▶
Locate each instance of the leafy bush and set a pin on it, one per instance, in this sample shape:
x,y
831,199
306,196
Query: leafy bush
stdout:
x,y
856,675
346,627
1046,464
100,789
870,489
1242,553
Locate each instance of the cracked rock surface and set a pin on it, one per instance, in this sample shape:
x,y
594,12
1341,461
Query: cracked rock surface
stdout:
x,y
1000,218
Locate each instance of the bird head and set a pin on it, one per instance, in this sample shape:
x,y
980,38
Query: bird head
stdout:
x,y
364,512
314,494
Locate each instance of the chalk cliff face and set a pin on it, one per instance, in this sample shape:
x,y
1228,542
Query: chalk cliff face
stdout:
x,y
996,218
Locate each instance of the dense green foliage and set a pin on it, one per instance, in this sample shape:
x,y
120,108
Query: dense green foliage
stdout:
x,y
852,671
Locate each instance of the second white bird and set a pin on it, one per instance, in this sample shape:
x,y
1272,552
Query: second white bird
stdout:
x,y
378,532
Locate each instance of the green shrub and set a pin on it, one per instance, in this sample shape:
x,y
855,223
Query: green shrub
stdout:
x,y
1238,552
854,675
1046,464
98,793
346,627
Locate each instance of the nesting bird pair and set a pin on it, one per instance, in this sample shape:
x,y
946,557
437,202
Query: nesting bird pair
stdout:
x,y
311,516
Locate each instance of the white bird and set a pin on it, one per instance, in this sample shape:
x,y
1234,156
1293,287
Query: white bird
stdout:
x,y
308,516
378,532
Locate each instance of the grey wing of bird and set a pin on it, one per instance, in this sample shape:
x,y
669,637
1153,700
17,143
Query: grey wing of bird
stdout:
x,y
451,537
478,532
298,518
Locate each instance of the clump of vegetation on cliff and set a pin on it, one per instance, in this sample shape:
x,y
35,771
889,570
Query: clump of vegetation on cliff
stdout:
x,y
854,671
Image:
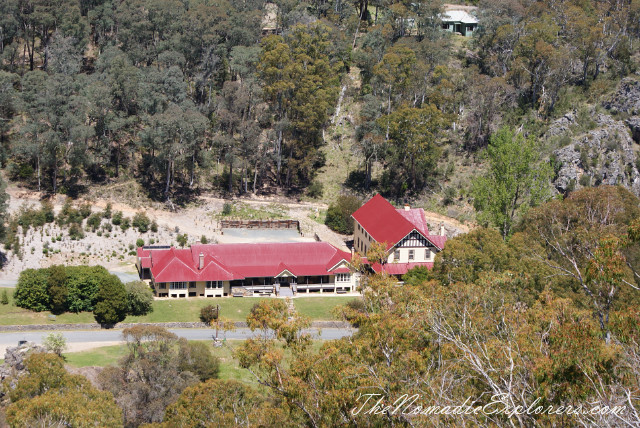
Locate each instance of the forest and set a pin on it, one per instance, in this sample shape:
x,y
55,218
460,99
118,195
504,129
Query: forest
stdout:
x,y
546,319
186,96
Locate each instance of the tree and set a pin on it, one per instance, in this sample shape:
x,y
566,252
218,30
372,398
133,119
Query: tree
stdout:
x,y
31,290
196,357
149,377
377,253
111,302
413,136
182,239
300,81
57,289
578,240
141,222
227,402
83,283
56,343
139,298
209,313
339,214
516,180
49,396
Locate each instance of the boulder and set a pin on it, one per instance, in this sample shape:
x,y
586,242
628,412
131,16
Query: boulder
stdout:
x,y
634,125
13,366
626,99
604,154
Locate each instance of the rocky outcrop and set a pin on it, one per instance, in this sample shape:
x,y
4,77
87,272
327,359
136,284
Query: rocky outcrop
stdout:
x,y
634,125
603,155
626,98
13,366
561,126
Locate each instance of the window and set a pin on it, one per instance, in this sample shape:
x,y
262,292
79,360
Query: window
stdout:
x,y
343,277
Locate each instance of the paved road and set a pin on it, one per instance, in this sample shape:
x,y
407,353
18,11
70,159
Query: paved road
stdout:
x,y
95,337
124,277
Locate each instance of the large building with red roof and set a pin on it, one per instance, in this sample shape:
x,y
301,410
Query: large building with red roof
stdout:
x,y
404,232
217,270
246,269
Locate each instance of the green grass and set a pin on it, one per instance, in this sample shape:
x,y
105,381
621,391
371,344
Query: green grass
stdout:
x,y
242,211
229,368
101,357
320,308
178,310
110,356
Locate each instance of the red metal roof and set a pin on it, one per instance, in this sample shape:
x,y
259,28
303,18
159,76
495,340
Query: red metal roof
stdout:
x,y
387,224
227,262
399,268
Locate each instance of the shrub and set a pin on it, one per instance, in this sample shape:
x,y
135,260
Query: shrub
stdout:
x,y
449,195
139,298
315,190
112,304
141,222
585,180
227,208
57,289
339,214
82,284
107,211
208,314
55,342
75,232
125,223
85,209
94,221
31,290
116,219
196,358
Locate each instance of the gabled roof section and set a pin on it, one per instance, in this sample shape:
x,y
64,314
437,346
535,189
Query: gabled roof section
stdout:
x,y
399,268
387,224
416,217
382,221
459,16
227,262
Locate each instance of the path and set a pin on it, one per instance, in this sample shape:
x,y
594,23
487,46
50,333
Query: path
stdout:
x,y
79,340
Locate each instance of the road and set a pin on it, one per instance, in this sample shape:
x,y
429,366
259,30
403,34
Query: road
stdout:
x,y
124,277
86,339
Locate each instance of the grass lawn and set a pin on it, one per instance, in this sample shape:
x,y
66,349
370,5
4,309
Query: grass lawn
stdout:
x,y
109,355
178,310
320,308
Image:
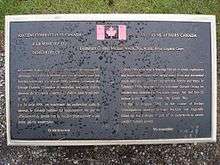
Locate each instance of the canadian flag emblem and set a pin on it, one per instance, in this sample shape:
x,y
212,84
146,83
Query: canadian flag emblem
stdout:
x,y
111,32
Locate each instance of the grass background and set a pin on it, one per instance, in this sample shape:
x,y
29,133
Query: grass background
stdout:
x,y
8,7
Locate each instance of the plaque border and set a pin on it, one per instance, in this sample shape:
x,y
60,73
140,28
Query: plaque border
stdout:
x,y
112,17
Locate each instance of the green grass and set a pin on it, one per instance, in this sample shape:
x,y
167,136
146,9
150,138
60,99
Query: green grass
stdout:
x,y
8,7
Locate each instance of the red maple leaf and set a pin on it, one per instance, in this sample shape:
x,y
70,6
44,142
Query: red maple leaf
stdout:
x,y
111,32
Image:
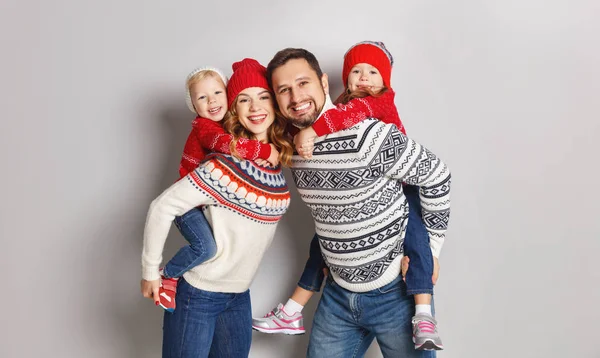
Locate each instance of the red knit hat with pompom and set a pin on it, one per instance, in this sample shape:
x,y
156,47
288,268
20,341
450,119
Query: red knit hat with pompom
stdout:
x,y
246,73
373,53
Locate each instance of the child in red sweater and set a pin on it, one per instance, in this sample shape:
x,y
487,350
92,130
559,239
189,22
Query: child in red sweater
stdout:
x,y
206,96
366,75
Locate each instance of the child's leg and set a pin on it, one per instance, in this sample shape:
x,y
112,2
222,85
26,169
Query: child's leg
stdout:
x,y
418,276
311,279
288,319
416,247
196,230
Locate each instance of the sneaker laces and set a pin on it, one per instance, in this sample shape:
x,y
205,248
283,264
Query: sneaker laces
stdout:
x,y
424,324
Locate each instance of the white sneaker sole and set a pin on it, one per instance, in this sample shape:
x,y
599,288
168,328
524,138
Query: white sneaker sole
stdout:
x,y
291,332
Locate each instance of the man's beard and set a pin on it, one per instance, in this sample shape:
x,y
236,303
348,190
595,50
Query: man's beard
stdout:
x,y
308,119
305,121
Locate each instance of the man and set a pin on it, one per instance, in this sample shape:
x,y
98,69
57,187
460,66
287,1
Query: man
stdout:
x,y
353,186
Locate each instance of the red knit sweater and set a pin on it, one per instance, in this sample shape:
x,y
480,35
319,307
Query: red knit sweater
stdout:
x,y
346,115
208,136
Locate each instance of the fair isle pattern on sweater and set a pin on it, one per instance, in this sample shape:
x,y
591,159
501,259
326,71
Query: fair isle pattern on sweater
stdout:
x,y
353,187
260,194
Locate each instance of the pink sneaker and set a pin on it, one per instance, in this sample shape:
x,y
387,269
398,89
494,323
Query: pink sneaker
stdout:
x,y
278,321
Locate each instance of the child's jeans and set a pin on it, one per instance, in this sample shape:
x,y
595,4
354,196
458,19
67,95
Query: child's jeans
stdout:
x,y
196,230
416,247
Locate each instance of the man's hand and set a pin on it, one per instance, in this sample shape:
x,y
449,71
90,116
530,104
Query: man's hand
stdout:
x,y
436,268
404,266
305,142
274,156
150,290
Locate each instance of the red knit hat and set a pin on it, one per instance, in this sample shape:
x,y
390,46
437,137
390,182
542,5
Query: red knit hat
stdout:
x,y
373,53
246,73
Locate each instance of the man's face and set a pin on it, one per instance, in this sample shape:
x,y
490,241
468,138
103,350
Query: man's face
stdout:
x,y
299,92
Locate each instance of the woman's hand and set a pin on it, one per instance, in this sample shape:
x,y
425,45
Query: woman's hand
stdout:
x,y
305,142
436,268
150,290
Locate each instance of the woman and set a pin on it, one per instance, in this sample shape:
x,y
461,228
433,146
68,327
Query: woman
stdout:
x,y
243,204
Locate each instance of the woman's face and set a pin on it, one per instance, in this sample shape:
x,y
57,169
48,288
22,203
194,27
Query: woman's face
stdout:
x,y
254,107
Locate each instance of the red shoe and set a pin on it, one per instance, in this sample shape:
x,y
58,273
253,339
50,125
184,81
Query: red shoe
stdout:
x,y
166,293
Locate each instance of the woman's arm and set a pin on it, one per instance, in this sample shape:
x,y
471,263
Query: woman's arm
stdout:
x,y
214,138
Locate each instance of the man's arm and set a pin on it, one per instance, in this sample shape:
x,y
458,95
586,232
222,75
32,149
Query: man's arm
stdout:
x,y
416,165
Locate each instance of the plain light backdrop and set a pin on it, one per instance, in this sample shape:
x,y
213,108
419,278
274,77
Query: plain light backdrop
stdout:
x,y
94,122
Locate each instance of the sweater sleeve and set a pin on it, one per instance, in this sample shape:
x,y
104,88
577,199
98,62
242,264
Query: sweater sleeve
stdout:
x,y
214,138
192,154
178,199
416,165
359,109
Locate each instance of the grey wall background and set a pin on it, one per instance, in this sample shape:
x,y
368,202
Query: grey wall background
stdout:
x,y
94,121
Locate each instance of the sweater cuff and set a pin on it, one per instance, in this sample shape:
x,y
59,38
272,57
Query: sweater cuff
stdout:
x,y
436,247
265,151
150,273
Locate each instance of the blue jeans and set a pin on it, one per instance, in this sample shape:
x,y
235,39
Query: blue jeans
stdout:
x,y
346,323
208,324
196,230
312,276
416,246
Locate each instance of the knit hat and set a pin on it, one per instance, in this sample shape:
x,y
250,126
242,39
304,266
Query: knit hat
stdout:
x,y
188,97
246,73
371,52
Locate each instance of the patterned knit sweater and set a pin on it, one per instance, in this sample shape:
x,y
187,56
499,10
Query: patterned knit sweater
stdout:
x,y
243,204
353,187
209,136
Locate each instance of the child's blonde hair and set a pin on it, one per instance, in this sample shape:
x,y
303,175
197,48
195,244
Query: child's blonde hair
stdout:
x,y
198,75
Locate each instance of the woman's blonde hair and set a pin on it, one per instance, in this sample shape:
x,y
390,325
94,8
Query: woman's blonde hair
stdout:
x,y
348,95
276,134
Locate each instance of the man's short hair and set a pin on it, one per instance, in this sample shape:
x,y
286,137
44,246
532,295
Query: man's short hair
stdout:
x,y
283,56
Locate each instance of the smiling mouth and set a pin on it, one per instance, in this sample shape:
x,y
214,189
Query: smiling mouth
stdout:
x,y
302,107
257,118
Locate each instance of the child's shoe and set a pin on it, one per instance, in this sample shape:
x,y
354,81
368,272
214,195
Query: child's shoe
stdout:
x,y
277,321
166,292
425,335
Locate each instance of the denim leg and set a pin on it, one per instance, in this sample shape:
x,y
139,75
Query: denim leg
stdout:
x,y
387,313
196,230
188,331
416,246
335,331
233,330
312,276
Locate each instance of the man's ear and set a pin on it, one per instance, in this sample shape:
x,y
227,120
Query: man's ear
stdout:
x,y
325,83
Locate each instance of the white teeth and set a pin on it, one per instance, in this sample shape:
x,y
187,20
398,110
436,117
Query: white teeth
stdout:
x,y
302,107
257,118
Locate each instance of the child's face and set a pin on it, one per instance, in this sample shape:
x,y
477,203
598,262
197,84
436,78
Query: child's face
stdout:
x,y
365,76
209,98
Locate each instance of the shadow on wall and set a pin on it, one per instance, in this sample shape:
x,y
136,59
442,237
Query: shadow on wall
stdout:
x,y
133,323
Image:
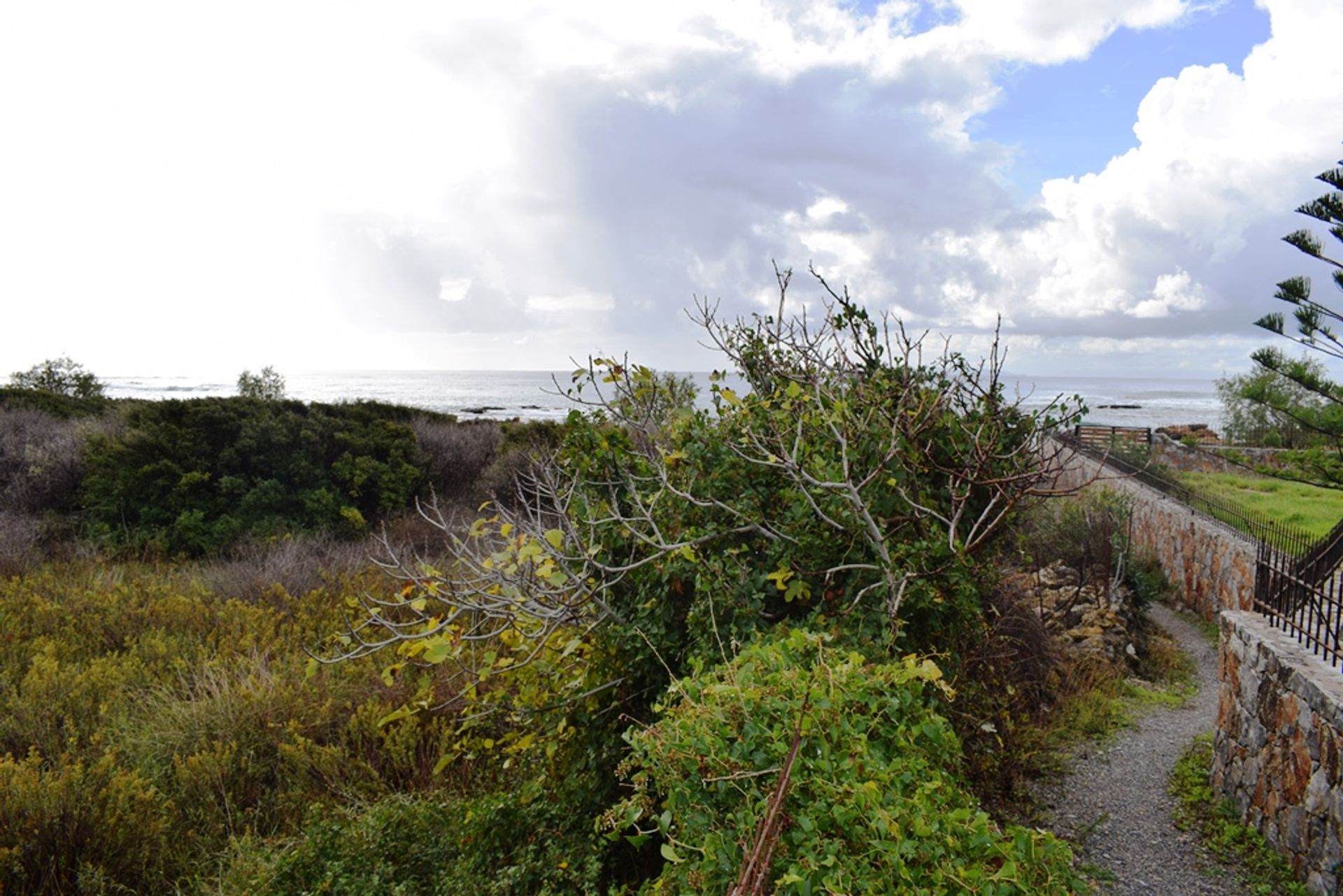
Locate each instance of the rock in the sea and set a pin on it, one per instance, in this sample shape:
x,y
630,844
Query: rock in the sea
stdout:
x,y
1198,430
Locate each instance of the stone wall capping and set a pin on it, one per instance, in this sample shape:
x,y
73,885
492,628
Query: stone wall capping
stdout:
x,y
1287,783
1277,750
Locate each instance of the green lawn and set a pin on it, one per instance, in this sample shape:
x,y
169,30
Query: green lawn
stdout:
x,y
1305,507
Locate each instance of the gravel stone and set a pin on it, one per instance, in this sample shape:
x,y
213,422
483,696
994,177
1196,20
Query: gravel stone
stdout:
x,y
1114,799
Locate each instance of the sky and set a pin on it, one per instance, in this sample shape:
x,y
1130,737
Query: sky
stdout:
◀
• STATED EXERCISE:
Copy out, without any change, the part of the items that opens with the line containing "Locate each instance of the sky" and runs to the end of the items, including both of those ends.

• RESULT:
Locate each instance of the sky and set a pin on it, one per instance, in this sample shape:
x,y
1130,737
Query: sky
stdout:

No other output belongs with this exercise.